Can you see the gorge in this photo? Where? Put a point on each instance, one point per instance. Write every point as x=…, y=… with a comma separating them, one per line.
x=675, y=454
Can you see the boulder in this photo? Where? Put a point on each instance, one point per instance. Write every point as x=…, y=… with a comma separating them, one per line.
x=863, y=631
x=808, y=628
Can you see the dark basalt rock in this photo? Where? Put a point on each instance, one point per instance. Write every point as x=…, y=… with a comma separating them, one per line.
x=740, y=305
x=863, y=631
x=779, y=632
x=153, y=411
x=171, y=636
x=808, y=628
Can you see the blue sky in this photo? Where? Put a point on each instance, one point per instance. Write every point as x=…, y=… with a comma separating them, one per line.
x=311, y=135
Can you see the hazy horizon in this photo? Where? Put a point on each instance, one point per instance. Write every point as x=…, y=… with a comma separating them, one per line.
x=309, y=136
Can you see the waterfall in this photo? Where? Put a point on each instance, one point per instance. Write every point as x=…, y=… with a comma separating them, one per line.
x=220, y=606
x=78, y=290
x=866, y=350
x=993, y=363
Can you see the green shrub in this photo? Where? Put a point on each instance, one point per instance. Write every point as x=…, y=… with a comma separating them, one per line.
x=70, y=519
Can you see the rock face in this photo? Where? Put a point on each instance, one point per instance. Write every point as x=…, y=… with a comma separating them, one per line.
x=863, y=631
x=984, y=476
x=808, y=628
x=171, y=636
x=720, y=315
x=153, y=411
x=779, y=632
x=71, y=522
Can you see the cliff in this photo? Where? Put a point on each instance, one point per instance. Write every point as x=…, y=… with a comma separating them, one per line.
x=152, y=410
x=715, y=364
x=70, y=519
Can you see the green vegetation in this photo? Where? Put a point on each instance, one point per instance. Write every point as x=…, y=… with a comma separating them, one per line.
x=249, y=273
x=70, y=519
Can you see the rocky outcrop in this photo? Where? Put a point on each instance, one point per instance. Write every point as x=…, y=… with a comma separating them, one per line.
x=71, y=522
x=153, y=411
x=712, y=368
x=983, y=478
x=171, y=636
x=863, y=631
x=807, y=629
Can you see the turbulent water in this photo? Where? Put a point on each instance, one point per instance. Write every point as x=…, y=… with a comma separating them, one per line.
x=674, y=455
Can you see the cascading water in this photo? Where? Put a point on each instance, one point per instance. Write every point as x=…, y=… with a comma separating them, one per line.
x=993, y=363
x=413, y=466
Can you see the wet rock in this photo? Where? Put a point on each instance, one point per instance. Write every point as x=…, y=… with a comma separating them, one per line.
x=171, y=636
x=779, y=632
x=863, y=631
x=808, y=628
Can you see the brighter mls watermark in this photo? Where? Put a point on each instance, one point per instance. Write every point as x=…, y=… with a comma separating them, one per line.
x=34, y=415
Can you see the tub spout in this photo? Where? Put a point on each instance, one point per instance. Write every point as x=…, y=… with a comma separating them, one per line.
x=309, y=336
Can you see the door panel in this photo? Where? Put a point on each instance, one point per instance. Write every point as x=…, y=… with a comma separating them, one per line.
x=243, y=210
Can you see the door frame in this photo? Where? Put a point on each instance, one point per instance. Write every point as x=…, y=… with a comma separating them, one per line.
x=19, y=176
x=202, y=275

Exercise aim: Each line of the data above needs to be returned exactly.

Solution below:
Can you see the gorge in this photo? Where? Put a point on each instance, one point per instance. Write every point as x=…, y=… with a comma separating them, one per line.
x=675, y=454
Can you see the boulder in this photo? Where? Put a point on each instance, one point per instance. Write every point as x=…, y=… with a comma separating them, one per line.
x=863, y=631
x=808, y=628
Can you see the dark basalt rock in this photo? Where? Put a point on each instance, one point per instance. Write every point as x=…, y=… with a comma separating them, one per line.
x=740, y=305
x=863, y=631
x=779, y=632
x=153, y=411
x=171, y=636
x=808, y=628
Can you see the blue sky in this photo? Where? Put a point on each instance, one point per instance. Write every point as x=…, y=… with a comma separating them, one per line.
x=311, y=135
Can you see the hazy horizon in this photo? Where? Put a point on each instance, one point per instance. Write every point as x=…, y=… with a comma separating them, one per line.
x=309, y=136
Can you see the waterfall in this photo? Where? Put a point on each instance, one point per instance. Write every point as x=…, y=… with a comma separating them, one per line.
x=220, y=606
x=78, y=290
x=866, y=350
x=993, y=363
Can you see the green shrub in this photo? Where? Put a point on each instance, one point per instance. Write every point as x=…, y=… with a comma separating them, one per line.
x=70, y=519
Can you see the rock face in this photo? Where? Put a point on each instance, one point per instance. Write every point as x=…, y=… with a comma separating them, one per line.
x=863, y=631
x=984, y=476
x=808, y=628
x=171, y=636
x=720, y=315
x=153, y=411
x=779, y=632
x=71, y=522
Can you see the cliff in this photo? Where? Put a point on each instance, one point per instance. Write every point as x=…, y=… with a comma separating them, one per line.
x=152, y=410
x=715, y=364
x=70, y=519
Can you see the green vegetation in this photo? Where? Put a point on each instance, one point per instance. Write every point as x=…, y=… with a comma separating them, one per line.
x=249, y=273
x=70, y=519
Can you see the rocky outcrop in this photo? Where? Put a point on each instance, one point per instance. Write every point as x=…, y=… with a comma separating them, one per line.
x=71, y=522
x=153, y=411
x=712, y=368
x=983, y=478
x=171, y=636
x=863, y=631
x=807, y=629
Can you see the turbulent water in this photo? Where? Put a point on each instance, one point per instance. Write every point as x=…, y=… with a comma separating them, one per line.
x=674, y=455
Can you see the cascading water in this photo? Where? Put a point on each instance, one point per instance. Write every point as x=…, y=… with a comma separating them, one per line.
x=993, y=363
x=413, y=466
Can you see the wet rock in this photo? Where? Put a point on each instance, one point per instance. Write every point as x=…, y=… with a comma separating them, one per line.
x=171, y=636
x=779, y=632
x=863, y=631
x=808, y=628
Can you see the brighter mls watermark in this photo? Where? Put a point on each instance, one point per instance. Write every point as x=…, y=… with a comma separating them, one per line.
x=34, y=415
Can you see the tub spout in this photo? Where? Put a point on each instance, one point per instance. Write every point as x=…, y=… with a comma separating them, one per line.
x=309, y=336
Can you see the door panel in this photo? Where? Put a point on each instance, one point per instance. Write every point as x=…, y=… with a comma separating them, one per line.
x=243, y=210
Can you see the door frame in this photo? Where? Put a point on each instance, one point per instance. Write every point as x=…, y=… with a comma separating them, one per line.
x=19, y=176
x=202, y=275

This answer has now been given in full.